# [Stated task]
Return every line of the entries below that contains the word "cleaner".

# [Supplied material]
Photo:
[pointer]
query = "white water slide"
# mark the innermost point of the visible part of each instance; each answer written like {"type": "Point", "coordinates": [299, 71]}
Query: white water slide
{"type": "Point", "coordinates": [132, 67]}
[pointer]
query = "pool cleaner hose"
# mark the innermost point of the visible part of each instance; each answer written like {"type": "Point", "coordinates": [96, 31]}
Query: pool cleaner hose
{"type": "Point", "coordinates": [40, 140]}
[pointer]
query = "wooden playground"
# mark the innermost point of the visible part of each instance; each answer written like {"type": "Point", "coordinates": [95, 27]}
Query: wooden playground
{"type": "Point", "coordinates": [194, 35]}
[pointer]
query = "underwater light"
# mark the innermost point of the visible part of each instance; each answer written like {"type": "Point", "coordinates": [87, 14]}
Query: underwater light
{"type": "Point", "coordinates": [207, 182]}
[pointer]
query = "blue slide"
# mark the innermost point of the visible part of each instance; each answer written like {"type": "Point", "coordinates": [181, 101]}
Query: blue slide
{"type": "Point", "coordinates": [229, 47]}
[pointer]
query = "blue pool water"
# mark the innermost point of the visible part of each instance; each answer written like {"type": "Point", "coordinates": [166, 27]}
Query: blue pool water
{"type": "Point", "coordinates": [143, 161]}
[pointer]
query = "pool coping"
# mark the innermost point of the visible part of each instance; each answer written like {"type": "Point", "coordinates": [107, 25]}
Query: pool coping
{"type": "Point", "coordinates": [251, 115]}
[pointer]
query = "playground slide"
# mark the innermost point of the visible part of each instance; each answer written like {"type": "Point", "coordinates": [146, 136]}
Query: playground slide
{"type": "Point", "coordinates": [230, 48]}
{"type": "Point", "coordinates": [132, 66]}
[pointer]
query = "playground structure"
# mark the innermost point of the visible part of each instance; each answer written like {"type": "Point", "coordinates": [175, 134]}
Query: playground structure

# [Reply to the task]
query = "pool cleaner hose"
Query: pool cleaner hose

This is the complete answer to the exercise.